Count how many lines of the items below contain the string "Outlines", with case significant, and give only that number.

(Stored data)
----

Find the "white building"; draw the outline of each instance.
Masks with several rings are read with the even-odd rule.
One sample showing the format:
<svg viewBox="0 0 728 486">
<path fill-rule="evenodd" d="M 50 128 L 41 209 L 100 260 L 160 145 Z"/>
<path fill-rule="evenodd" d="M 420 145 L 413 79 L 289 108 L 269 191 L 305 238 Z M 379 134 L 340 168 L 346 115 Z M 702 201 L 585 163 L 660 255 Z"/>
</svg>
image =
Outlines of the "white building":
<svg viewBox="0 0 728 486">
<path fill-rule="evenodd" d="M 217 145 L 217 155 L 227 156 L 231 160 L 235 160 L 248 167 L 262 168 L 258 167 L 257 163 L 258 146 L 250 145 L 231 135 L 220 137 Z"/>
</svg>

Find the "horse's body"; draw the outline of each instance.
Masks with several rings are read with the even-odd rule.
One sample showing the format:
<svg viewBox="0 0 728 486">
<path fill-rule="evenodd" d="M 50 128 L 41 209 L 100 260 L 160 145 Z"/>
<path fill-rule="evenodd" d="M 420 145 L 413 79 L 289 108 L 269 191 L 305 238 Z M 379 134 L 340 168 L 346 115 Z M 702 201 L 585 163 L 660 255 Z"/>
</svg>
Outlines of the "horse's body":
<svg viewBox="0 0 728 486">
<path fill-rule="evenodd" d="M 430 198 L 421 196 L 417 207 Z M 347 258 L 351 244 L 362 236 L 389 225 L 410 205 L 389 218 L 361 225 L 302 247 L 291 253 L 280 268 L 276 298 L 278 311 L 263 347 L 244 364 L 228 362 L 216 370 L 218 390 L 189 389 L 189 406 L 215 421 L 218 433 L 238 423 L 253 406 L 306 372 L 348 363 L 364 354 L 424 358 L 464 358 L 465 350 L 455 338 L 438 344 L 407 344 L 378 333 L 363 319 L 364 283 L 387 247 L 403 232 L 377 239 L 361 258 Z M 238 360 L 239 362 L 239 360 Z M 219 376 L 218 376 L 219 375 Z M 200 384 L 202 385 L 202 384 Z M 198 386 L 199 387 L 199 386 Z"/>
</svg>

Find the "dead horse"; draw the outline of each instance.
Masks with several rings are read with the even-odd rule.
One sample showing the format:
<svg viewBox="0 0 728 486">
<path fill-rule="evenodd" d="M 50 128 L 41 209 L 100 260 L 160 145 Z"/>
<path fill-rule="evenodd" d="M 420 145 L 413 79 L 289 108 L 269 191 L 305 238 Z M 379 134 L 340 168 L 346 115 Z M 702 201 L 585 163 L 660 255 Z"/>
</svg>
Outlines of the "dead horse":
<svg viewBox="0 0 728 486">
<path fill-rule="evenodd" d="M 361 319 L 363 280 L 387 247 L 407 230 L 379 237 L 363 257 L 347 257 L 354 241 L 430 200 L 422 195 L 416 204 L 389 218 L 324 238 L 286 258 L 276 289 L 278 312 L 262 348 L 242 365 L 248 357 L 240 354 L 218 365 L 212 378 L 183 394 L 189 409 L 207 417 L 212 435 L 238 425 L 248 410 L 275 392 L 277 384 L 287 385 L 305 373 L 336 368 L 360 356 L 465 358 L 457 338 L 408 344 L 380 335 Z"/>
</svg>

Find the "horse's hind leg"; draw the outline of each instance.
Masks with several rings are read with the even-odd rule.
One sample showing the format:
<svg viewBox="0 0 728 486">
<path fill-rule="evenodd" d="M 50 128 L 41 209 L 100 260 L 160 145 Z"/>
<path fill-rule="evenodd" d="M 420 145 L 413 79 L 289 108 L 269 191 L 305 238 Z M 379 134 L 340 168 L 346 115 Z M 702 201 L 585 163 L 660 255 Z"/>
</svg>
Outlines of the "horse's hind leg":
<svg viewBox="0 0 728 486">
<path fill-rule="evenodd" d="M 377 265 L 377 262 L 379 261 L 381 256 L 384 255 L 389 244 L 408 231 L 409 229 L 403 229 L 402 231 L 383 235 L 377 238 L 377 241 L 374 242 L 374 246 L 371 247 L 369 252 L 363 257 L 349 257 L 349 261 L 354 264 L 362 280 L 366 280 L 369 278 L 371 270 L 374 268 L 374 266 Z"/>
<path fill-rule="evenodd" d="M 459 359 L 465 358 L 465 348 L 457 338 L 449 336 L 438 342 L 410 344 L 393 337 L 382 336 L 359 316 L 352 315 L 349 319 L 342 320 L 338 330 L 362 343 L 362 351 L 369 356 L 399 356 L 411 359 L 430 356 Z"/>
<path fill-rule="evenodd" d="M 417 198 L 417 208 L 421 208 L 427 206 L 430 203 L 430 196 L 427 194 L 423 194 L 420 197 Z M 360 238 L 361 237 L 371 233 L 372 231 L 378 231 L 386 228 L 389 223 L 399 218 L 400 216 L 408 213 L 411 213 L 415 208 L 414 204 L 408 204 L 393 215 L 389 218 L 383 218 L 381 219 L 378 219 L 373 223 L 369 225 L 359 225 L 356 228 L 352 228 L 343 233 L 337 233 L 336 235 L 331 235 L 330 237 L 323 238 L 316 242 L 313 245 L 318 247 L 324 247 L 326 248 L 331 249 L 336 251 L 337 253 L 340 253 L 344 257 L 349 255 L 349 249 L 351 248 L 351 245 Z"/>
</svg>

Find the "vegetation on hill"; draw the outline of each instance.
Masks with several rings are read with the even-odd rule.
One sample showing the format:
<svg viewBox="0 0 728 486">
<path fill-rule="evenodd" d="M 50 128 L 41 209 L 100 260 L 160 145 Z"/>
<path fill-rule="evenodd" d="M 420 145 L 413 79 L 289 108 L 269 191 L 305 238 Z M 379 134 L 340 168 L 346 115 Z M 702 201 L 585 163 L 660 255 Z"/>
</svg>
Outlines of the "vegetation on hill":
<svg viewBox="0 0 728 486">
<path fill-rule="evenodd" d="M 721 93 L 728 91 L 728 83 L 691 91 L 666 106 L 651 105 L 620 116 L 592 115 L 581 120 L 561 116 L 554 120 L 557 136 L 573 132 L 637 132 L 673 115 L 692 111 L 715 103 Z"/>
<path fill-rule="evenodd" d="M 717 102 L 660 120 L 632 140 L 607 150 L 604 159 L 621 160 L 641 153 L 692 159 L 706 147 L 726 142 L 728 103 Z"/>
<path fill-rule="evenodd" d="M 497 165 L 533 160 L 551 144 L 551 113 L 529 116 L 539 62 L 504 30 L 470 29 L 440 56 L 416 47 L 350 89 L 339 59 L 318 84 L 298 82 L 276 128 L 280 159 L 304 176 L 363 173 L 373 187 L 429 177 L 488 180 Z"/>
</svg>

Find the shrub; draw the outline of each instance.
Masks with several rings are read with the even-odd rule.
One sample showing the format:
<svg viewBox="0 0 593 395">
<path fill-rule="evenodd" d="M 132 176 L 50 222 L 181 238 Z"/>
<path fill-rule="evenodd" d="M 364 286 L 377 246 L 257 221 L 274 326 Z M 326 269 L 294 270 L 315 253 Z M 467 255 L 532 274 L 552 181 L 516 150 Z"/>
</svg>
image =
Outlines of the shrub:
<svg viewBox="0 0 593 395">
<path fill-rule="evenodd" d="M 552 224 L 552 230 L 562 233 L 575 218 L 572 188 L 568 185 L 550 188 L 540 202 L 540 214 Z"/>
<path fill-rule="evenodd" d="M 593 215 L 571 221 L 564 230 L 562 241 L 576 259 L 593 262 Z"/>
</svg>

----

» The output
6